## The input:
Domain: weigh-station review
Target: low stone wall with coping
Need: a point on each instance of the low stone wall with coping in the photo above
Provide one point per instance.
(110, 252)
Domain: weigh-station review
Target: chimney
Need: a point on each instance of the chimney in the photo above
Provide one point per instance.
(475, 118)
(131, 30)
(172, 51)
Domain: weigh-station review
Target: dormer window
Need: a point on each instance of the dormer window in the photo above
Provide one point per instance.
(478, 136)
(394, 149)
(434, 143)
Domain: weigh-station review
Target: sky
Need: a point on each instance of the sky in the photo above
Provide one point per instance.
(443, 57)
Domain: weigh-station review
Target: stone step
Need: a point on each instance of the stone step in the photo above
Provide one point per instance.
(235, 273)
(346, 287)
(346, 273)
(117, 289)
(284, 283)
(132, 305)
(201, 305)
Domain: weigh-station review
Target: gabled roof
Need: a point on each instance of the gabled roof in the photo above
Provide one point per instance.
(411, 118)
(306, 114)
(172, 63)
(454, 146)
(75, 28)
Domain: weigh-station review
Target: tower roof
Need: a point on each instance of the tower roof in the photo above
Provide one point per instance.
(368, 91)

## Task requirements:
Using the material above, print every entry exactly as written.

## Task answer:
Domain: weigh-station review
Target: low stone wall with coping
Need: a point on each instance of the low stone wall with coping in the photo above
Provide one point per instance.
(110, 252)
Domain: weigh-station review
Target: chimney
Need: a point on each instance of the chimney in the photo above
Provide one point per instance.
(475, 118)
(131, 30)
(172, 51)
Domain: weigh-station review
Target: dormer window
Need: a point on each instance of the dormer window in the photo above
Provide one point per instance.
(478, 136)
(394, 149)
(434, 143)
Domain: weigh-station review
Target: sky
Need: a point on each instance of the sky in the photo above
Provide one point per instance.
(443, 57)
Domain: weigh-station review
Target: stone step
Need: a point on each instance of the stone step in the photo above
Provide one point per instance.
(235, 273)
(346, 287)
(346, 273)
(117, 289)
(284, 283)
(132, 305)
(201, 305)
Domain: weigh-station review
Target: gabled roof
Need: a point on each instance of the gabled roof in the photo above
Provide one point per instance.
(411, 118)
(306, 114)
(172, 63)
(454, 146)
(75, 28)
Domain: weigh-station review
Target: tower roof
Need: a point on each instance of the tower roof in the photo above
Provide one point per instance.
(368, 91)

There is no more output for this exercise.